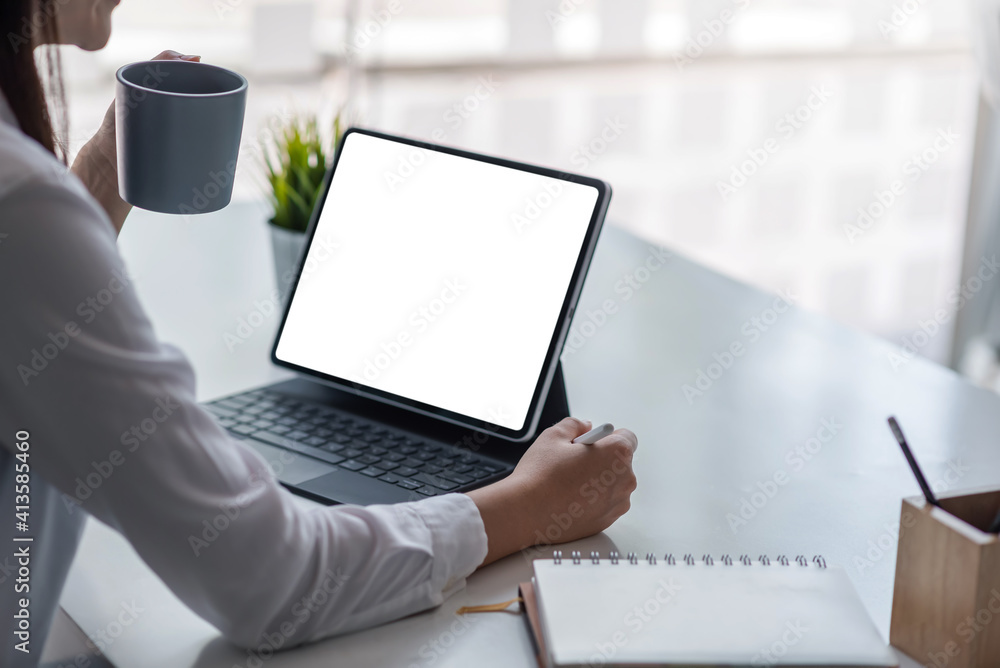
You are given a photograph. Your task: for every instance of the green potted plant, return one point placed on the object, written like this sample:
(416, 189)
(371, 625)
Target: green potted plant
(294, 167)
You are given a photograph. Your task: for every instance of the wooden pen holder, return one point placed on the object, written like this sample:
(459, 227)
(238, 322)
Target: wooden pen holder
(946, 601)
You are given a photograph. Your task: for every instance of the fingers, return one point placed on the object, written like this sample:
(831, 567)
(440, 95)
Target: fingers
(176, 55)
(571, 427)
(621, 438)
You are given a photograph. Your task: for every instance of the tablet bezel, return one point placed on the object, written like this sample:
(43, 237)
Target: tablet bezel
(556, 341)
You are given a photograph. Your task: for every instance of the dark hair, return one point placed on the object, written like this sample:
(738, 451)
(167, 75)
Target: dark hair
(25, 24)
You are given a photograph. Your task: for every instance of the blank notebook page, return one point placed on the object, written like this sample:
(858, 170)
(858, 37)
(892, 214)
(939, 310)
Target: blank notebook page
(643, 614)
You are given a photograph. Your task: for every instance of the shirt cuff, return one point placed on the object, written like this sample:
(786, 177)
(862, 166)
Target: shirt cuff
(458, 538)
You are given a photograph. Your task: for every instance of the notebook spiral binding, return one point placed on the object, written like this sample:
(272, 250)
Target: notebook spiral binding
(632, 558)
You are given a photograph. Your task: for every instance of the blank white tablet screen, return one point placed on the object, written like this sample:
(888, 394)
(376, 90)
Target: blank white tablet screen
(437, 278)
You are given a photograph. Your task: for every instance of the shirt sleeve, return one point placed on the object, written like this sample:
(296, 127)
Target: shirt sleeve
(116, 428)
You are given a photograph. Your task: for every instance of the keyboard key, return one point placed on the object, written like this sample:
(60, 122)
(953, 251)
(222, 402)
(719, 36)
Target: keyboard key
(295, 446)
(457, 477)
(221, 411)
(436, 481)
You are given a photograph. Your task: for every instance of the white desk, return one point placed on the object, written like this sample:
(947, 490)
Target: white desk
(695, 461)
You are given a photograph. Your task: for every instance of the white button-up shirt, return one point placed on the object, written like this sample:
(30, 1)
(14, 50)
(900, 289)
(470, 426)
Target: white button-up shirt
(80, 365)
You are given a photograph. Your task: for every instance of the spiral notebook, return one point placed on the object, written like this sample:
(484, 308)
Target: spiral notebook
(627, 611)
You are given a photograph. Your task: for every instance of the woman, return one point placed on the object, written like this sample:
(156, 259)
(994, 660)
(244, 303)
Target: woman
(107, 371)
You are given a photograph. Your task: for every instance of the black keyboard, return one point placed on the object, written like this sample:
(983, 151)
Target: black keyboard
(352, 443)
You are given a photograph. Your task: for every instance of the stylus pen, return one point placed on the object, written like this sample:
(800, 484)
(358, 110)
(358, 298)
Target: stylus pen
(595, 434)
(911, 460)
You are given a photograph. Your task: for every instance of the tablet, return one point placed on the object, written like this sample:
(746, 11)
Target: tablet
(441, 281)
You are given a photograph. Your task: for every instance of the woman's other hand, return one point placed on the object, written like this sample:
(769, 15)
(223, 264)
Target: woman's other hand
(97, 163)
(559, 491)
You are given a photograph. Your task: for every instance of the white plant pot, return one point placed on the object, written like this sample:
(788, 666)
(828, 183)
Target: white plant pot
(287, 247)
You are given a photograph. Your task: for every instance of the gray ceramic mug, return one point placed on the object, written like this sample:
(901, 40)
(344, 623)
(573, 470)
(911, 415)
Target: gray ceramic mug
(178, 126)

______________________________

Problem details:
Return each line exactly as written. Any picture gets left out.

Task answer:
You are given a photograph. Your task: for every instance of the green potted plant, return one point placed on the object, written like this sample:
(416, 189)
(371, 625)
Target: green potted plant
(294, 167)
You are given a photograph. Your task: for every instance of the wooden pen holder, return one point placed on the object, written like this sample:
(459, 227)
(238, 322)
Target: wooden pen holder
(946, 601)
You are given a photograph. Your task: for every instance of the fingers, return one point placed on the object, written like this sample:
(831, 567)
(440, 95)
Target: fingers
(176, 55)
(571, 427)
(621, 438)
You are given a photograph. Your task: for every instance of the tablet bezel, return one point placed on the object, written like this sample:
(43, 237)
Target: tablet bezel
(556, 341)
You are given a photograph. Your task: for every instance of the dark hair, return one point placed on the object, written like this sample:
(738, 451)
(167, 75)
Target: dark hair
(25, 24)
You are given a photograph. Your task: for every instance of the blank notebook page, return one point placed on the object, written like this sample:
(858, 170)
(858, 37)
(892, 214)
(939, 310)
Target: blank notebook page
(643, 614)
You are given a photograph. Your task: for every instance of the shirt cuff, return one point placed on the object, written like this sample:
(786, 177)
(862, 166)
Target: shirt cuff
(458, 538)
You are given a photograph. Your task: for every instance of the notebook spiral binding, return one point placed on the object, written like this sample:
(272, 250)
Target: notebook spiral binding
(632, 558)
You are given a photograph. Your task: for every instance of the blank white tablet screen, return one point placed on the object, written like this sample:
(888, 394)
(376, 90)
Target: blank white tablet screen
(437, 278)
You are given a photograph. Your task: for every instance of the shirt sleeve, return one point placed on the object, written like this sample:
(296, 127)
Target: shirt sleeve
(116, 428)
You are given a photograph. Your task: for every instance of the keyboard key, return one point placed on the object, written like this sample:
(60, 122)
(953, 251)
(222, 402)
(719, 36)
Target: keyboard key
(295, 446)
(457, 477)
(221, 411)
(436, 481)
You are given a photograph. Your task: for every instance of the white desk, return one point placed on the object, written like this sample:
(947, 490)
Target: white desk
(695, 461)
You are given a photograph. Your task: for every instance of the white button-up shirt, return one point placed on the object, written like this sample:
(30, 1)
(14, 50)
(900, 289)
(470, 426)
Target: white button-up shirt
(80, 365)
You are given a photograph. Your task: for every instance of the spiral notebook, return one point placed on the object, written like this sample:
(484, 308)
Target: spiral notebook
(627, 611)
You are given a photograph. Your task: for every instance of the woman, return one point placed on the object, written like this sample:
(156, 259)
(994, 660)
(244, 303)
Target: woman
(107, 371)
You are given a photograph. Your task: for every instance of the black keyboard, return one point placed on the object, written like this sample:
(983, 151)
Target: black keyboard
(352, 443)
You are given a photograph. Your task: for every instance of the stylus pen, return one point placed on the object, written like this sample:
(800, 484)
(358, 110)
(358, 298)
Target: stylus pen
(595, 434)
(911, 460)
You are given a photograph. Your task: for every instance of the tablet, return one point placed on the object, written like this sample:
(746, 11)
Target: tablet
(441, 281)
You are given a photograph. Your task: for every instance of the woman's other hand, return one point placed on the object, written like this sample:
(769, 15)
(223, 264)
Target: woman's other hand
(97, 163)
(559, 491)
You are given a photograph. Your task: for every instance of the white plant pot, return one point placed on the object, written like this sample:
(788, 666)
(828, 183)
Target: white plant pot
(287, 247)
You are given a photograph. Your task: for every instance of the gray ceramic mug, return one point placed on the object, written like this sample:
(901, 40)
(344, 623)
(573, 470)
(911, 415)
Target: gray ceramic mug
(178, 126)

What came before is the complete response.